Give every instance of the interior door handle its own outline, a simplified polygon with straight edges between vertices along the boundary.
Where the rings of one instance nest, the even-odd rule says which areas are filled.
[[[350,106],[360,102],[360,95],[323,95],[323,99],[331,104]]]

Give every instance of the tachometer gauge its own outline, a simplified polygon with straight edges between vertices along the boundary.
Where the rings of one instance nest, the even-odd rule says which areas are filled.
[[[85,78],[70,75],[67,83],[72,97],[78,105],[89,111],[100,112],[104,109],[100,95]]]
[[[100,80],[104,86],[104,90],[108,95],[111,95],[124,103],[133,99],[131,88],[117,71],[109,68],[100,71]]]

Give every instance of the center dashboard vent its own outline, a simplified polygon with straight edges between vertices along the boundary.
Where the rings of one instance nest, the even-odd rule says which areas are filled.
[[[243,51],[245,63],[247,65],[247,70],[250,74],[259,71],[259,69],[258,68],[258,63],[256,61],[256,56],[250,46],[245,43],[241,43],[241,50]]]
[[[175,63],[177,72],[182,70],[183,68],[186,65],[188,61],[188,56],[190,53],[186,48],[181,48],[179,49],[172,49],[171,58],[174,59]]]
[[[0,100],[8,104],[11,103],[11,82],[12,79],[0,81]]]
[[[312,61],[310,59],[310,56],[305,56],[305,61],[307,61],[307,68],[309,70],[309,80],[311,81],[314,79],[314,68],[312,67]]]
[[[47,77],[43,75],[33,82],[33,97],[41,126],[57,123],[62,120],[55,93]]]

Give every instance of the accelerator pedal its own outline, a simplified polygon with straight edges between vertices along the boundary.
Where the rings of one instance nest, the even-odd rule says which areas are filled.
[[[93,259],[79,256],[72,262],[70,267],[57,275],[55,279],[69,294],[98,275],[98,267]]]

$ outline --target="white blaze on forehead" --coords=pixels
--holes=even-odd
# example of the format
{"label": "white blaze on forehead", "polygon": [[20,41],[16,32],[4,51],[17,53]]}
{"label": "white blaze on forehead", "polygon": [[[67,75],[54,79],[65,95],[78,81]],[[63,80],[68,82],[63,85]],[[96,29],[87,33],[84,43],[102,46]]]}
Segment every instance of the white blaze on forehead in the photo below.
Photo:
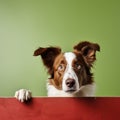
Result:
{"label": "white blaze on forehead", "polygon": [[64,91],[72,89],[72,88],[68,88],[66,86],[66,80],[71,78],[71,79],[75,80],[74,88],[79,89],[78,77],[77,77],[75,71],[73,70],[73,66],[72,66],[73,60],[76,58],[76,55],[72,52],[66,52],[66,53],[64,53],[64,57],[67,62],[67,66],[66,66],[66,70],[65,70],[65,73],[63,76],[62,88]]}
{"label": "white blaze on forehead", "polygon": [[68,64],[68,66],[69,67],[72,67],[72,61],[75,59],[75,54],[74,53],[72,53],[72,52],[66,52],[65,54],[64,54],[64,56],[65,56],[65,59],[66,59],[66,61],[67,61],[67,64]]}

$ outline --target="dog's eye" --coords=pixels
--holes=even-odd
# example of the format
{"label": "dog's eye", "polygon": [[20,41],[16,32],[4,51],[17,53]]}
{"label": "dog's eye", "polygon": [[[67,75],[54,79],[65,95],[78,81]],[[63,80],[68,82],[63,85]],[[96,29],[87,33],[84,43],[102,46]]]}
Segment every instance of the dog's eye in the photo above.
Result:
{"label": "dog's eye", "polygon": [[58,70],[59,70],[59,71],[64,70],[64,65],[62,65],[62,64],[61,64],[61,65],[59,65]]}
{"label": "dog's eye", "polygon": [[76,63],[76,64],[75,64],[75,68],[78,69],[78,70],[80,70],[80,69],[81,69],[81,65],[78,64],[78,63]]}

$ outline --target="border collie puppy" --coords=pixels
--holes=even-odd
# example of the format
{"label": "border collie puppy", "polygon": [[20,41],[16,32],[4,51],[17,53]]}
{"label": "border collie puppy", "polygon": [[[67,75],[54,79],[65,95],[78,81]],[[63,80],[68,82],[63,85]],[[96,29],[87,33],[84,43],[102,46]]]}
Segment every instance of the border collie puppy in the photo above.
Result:
{"label": "border collie puppy", "polygon": [[[97,43],[83,41],[72,52],[61,52],[59,47],[38,48],[34,56],[41,56],[50,78],[47,80],[49,97],[94,96],[95,82],[91,68],[96,60]],[[15,97],[24,102],[31,98],[26,89],[16,91]]]}

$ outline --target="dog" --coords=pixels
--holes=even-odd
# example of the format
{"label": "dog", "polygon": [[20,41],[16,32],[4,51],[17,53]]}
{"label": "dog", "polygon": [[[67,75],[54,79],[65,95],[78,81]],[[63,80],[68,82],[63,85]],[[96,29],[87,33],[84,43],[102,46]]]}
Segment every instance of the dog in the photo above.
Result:
{"label": "dog", "polygon": [[[91,68],[96,60],[97,43],[82,41],[73,47],[72,52],[61,51],[59,47],[38,48],[34,56],[41,56],[50,78],[47,80],[48,97],[87,97],[94,96],[95,82]],[[29,100],[31,91],[20,89],[15,97]]]}

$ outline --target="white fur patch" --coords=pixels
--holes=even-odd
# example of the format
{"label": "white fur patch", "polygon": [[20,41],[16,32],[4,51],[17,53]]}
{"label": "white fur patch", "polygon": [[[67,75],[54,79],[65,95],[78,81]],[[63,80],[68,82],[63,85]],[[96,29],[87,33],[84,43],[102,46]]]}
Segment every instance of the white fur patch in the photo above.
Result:
{"label": "white fur patch", "polygon": [[[64,57],[67,61],[67,67],[66,67],[66,70],[65,70],[65,73],[63,76],[62,89],[63,89],[63,91],[78,90],[79,89],[78,77],[72,67],[72,62],[76,58],[76,55],[72,52],[66,52],[64,54]],[[67,87],[65,84],[66,80],[69,78],[75,80],[75,85],[72,88]]]}

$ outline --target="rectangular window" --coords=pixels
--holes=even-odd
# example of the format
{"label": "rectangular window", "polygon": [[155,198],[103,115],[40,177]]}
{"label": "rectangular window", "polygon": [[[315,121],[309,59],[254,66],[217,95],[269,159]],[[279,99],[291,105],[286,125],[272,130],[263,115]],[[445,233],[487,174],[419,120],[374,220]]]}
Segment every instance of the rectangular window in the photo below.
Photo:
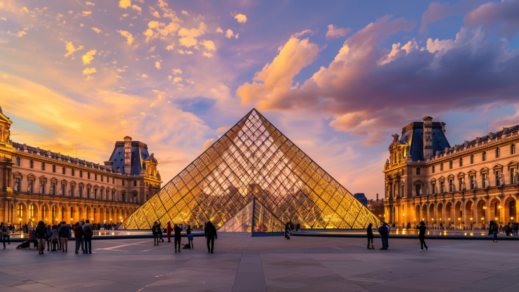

§ AIM OF THE EXERCISE
How many lines in the rows above contain the string "below"? Case counts. Reply with the number only.

§ TASK RESPONSE
2